Le film de Christopher Nolan est reparti du Dolby Theatre avec sept statuettes. (Photo AFP)

Le film Oppenheimer consacré au physicien américain père de la bombe atomique a été acclamé dimanche aux Oscars, mais à Hiroshima, la ville japonaise dévastée par la première bombe atomique en 1945, le film sur le créateur de cette arme est attendu avec circonspection.

« Est-ce vraiment un film que les habitants d’Hiroshima peuvent supporter de regarder ? », s’interroge Kyoko Heya, la présidente du Festival international du film de cette ville de l’ouest du Japon. Auréolé dimanche à Hollywood de l’Oscar du meilleur film et de celui du meilleur réalisateur pour Christopher Nolan, « Oppenheimer » qui a raflé sept statuettes, a connu un fort succès dans le monde entier l’été dernier, sauf au Japon, où il était absent des salles de cinéma. Il y sera visible à partir du 29 mars.

__DONNÉES__.
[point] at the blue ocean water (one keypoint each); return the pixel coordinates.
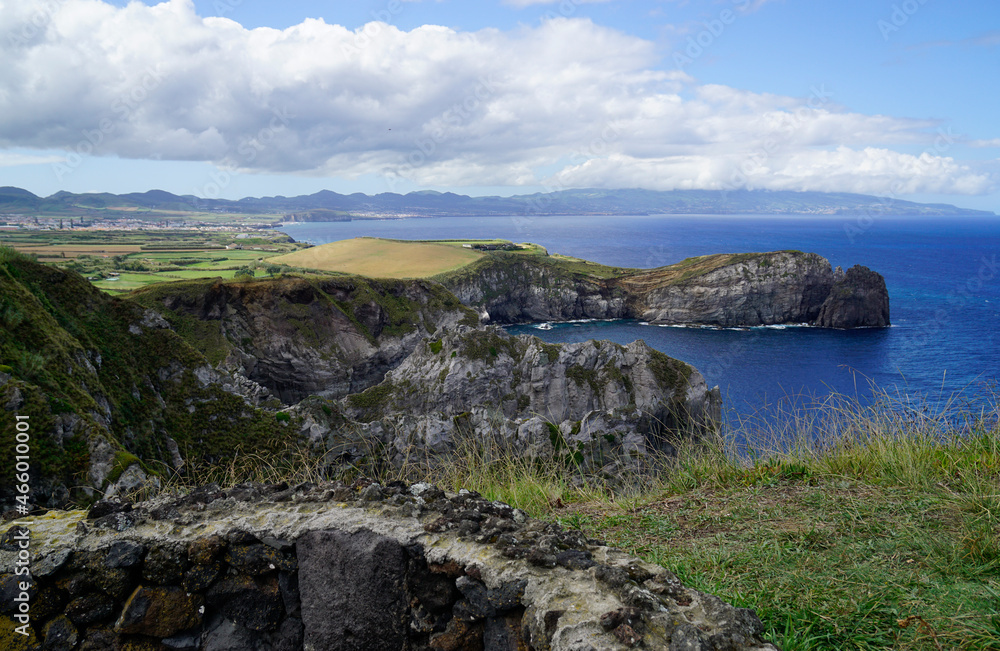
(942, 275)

==

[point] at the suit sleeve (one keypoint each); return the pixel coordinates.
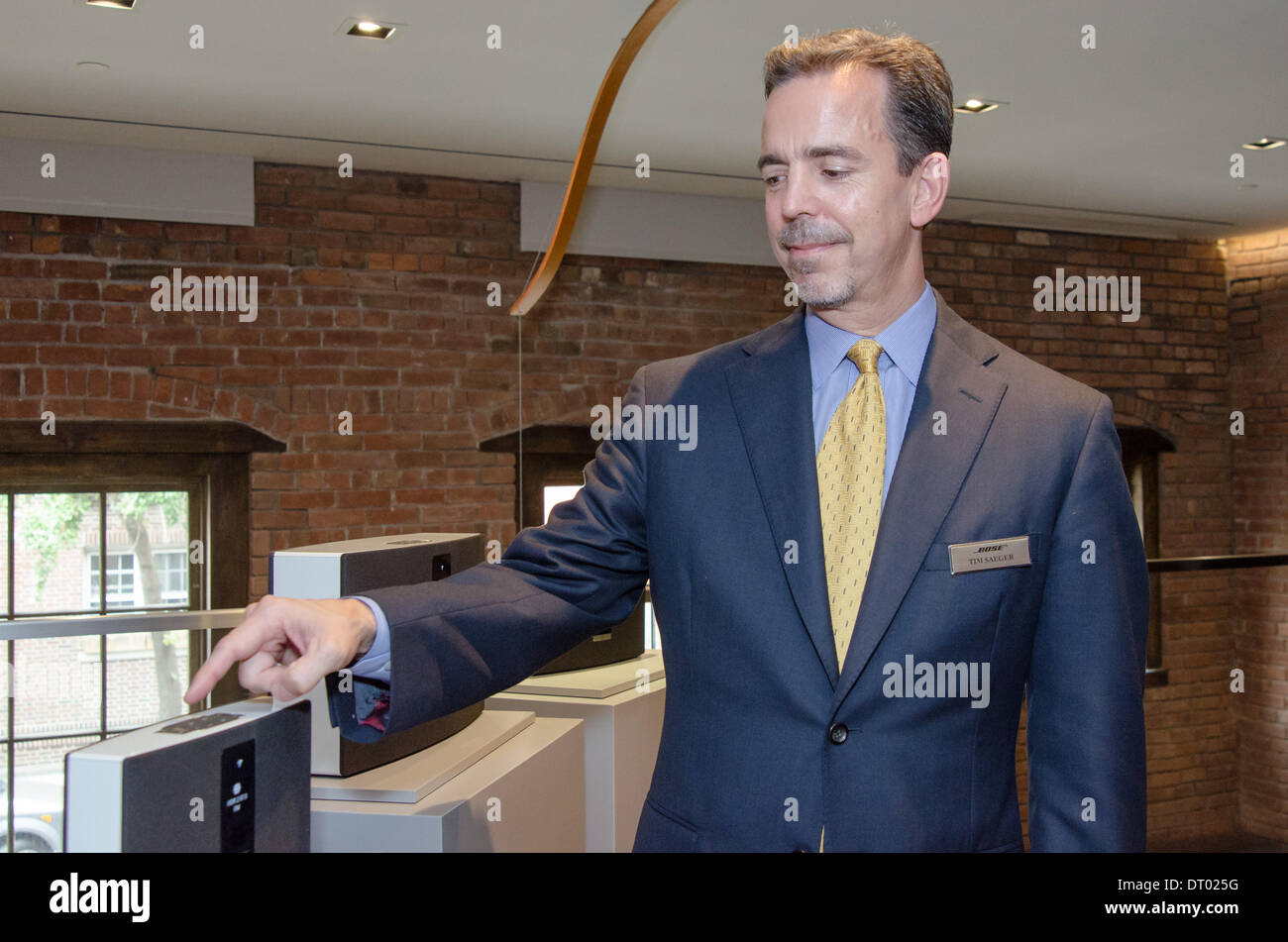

__EXERCICE ÉCRIT__.
Poursuivez l'article sur l'accueil du film « Oppenheimer » à Hiroshima, juste après sa dernière phrase.

__BONNE RÉPONSE__.
Aucune raison officielle n’avait été avancée sur ce délai, ce qui a alimenté les spéculations selon lesquelles le film était trop sensible pour sortir au Japon. Plus de 140 000 personnes ont été tuées à Hiroshima et 74 000 à Nagasaki, lorsque les États-Unis ont largué des bombes atomiques sur ces villes quelques jours avant la fin de la Seconde Guerre mondiale.

D’abord dubitative, Kyoko Heya, 69 ans, a décidé d’organiser dès mardi une projection spéciale pour des lycéens de la ville. « J’ai pensé que les habitants d’Hiroshima devaient le regarder », explique-t-elle à l’AFP. « J’ai moi-même vu ce film du point de vue d’une habitante d’Hiroshima », dit-elle, depuis le Parc du Mémorial de la Paix de la ville, proche de l’endroit où est censé être tombée la bombe et où les ruines d’un célèbre bâtiment en forme de dôme rappellent les horreurs de l’attaque, de même qu’un musée voisin.

Kyoko Heya a trouvé le film « très centré sur l’Amérique » et a d’abord été « terrifiée » à l’idée de le projeter à Hiroshima, aujourd’hui une métropole de 1,2 million d’habitants. « Je souhaite maintenant que beaucoup de gens regardent le film, car je serais heureuse de voir Hiroshima, Nagasaki et les armes atomiques devenir des sujets de discussion grâce à ce film », glisse-t-elle.

«Mes sentiments sont partagés»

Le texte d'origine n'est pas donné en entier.